→ **PROBLEM DETAILS**: Extract the entries below, copying them exactly, from the line containing "provide the segmentation of <item>green" through the end of the entries.

→ **MATERIAL FOR THIS EXERCISE**:
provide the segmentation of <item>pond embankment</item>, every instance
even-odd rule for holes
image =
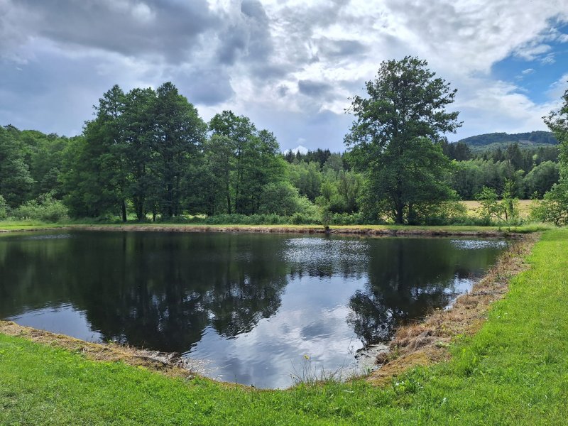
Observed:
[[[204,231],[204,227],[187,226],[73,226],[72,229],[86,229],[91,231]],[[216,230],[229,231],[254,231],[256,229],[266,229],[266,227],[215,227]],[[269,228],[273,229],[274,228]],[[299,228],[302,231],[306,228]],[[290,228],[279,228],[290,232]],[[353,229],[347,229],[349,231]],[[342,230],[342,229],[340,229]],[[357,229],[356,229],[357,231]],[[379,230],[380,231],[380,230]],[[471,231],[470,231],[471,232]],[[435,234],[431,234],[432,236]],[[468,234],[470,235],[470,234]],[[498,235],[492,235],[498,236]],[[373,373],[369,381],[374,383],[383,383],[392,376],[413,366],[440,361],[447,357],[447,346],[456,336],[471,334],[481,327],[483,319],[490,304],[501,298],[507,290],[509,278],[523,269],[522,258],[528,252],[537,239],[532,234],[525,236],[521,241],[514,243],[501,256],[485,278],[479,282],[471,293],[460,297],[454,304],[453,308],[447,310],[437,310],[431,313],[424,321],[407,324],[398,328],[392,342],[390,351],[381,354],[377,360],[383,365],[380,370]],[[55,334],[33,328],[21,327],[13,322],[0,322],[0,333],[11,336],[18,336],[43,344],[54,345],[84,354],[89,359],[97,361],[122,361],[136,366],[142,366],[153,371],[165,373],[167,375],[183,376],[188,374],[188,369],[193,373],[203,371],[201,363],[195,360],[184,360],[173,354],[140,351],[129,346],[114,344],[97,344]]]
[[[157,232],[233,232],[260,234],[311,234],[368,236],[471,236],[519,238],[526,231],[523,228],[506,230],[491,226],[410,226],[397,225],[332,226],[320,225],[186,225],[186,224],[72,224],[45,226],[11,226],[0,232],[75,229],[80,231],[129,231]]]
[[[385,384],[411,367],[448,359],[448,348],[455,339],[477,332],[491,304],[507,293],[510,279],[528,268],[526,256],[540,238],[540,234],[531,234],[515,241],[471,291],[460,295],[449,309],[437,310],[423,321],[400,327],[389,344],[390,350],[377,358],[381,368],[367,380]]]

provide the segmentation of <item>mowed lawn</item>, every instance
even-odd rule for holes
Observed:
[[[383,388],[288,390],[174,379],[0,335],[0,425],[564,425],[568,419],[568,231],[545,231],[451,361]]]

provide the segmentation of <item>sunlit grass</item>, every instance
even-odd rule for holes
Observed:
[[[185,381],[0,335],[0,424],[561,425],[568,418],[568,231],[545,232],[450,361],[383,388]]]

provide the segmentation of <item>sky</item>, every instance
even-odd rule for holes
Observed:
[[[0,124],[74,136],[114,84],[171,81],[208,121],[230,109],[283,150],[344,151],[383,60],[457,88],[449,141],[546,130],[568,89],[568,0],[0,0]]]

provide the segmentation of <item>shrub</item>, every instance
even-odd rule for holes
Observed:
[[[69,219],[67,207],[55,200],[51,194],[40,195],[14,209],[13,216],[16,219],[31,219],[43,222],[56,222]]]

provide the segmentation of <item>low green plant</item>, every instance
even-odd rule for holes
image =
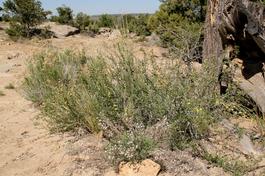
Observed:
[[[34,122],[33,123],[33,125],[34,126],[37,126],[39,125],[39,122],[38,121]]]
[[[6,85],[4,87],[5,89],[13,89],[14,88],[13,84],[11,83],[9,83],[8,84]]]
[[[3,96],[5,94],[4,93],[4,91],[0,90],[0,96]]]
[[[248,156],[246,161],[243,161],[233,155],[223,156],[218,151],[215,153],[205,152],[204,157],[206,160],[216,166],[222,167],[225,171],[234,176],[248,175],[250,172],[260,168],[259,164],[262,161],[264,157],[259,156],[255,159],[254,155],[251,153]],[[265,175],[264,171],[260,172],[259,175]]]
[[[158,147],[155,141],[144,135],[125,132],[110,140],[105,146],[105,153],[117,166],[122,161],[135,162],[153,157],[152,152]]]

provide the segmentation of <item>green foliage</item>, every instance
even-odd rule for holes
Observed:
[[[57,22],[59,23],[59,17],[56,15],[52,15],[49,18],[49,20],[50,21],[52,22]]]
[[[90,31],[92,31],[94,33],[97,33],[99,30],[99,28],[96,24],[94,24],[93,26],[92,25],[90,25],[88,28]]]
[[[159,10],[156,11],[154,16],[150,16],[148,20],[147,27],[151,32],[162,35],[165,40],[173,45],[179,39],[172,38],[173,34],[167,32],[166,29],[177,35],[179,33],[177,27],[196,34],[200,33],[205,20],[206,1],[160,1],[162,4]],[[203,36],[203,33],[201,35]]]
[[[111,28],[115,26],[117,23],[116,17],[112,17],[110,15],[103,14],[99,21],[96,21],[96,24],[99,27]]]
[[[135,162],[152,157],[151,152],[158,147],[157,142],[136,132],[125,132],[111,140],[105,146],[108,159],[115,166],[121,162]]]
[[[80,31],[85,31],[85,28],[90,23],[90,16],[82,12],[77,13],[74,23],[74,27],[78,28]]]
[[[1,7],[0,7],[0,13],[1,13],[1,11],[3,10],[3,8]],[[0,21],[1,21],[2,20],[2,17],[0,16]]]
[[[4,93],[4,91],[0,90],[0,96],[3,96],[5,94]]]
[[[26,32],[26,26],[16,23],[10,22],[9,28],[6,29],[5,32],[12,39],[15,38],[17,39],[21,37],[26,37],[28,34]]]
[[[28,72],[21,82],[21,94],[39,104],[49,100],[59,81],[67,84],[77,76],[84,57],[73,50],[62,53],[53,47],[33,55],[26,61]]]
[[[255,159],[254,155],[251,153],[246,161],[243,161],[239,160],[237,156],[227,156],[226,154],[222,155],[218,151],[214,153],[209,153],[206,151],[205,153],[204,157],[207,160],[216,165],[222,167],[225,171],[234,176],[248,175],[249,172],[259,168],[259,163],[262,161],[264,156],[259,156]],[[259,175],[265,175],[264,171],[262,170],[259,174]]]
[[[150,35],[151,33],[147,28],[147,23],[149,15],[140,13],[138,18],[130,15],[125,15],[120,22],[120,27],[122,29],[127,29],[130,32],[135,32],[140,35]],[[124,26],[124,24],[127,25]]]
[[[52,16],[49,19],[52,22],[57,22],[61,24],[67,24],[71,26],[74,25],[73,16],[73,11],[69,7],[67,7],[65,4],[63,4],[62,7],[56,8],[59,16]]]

→ **EXERCISE ANSWER**:
provide the segmentation of <item>green foliage</item>, every instance
even-odd rule for holes
Observed:
[[[57,22],[59,23],[59,17],[56,15],[52,15],[49,18],[49,20],[50,21],[52,22]]]
[[[90,31],[92,31],[94,33],[97,33],[99,30],[99,28],[96,24],[94,24],[93,26],[92,25],[90,25],[88,28]]]
[[[159,10],[156,11],[154,16],[150,16],[148,20],[147,27],[151,32],[162,35],[165,40],[173,45],[179,39],[172,38],[173,34],[167,32],[166,29],[177,35],[179,33],[177,27],[196,34],[200,33],[205,20],[206,1],[160,1],[162,4]],[[203,36],[203,33],[201,35]]]
[[[111,28],[115,26],[117,23],[116,17],[112,17],[110,15],[103,14],[99,21],[96,21],[96,24],[99,27]]]
[[[135,162],[152,157],[151,152],[158,147],[157,142],[136,132],[125,132],[111,140],[105,146],[108,159],[115,166],[121,162]]]
[[[80,31],[85,31],[85,28],[90,23],[90,16],[82,12],[77,13],[74,23],[74,27],[78,28]]]
[[[1,7],[0,7],[0,13],[1,13],[1,11],[3,10],[3,8]],[[0,21],[1,21],[2,20],[2,17],[0,16]]]
[[[4,93],[4,91],[0,90],[0,96],[3,96],[5,94]]]
[[[26,32],[26,26],[16,23],[10,22],[9,28],[6,29],[5,32],[12,39],[15,38],[17,39],[21,37],[26,37],[28,34]]]
[[[28,72],[21,82],[21,94],[39,104],[49,100],[59,81],[67,84],[77,76],[84,57],[73,50],[62,53],[53,47],[33,55],[26,61]]]
[[[255,159],[254,155],[251,153],[246,161],[243,161],[239,160],[237,156],[227,156],[226,154],[222,155],[218,151],[214,153],[209,153],[206,151],[205,153],[204,157],[207,160],[216,165],[222,167],[225,171],[234,176],[248,175],[249,172],[259,168],[259,163],[262,161],[264,156],[259,156]],[[259,175],[265,175],[264,171],[262,170],[259,174]]]
[[[150,35],[151,33],[147,28],[147,23],[149,15],[140,13],[138,18],[130,15],[125,15],[120,22],[120,27],[122,29],[127,29],[130,32],[135,32],[140,35]],[[124,26],[124,24],[127,25]]]
[[[52,16],[49,19],[52,22],[57,22],[61,24],[67,24],[71,26],[74,25],[73,16],[73,11],[69,7],[67,7],[65,4],[63,4],[62,7],[56,8],[59,16]]]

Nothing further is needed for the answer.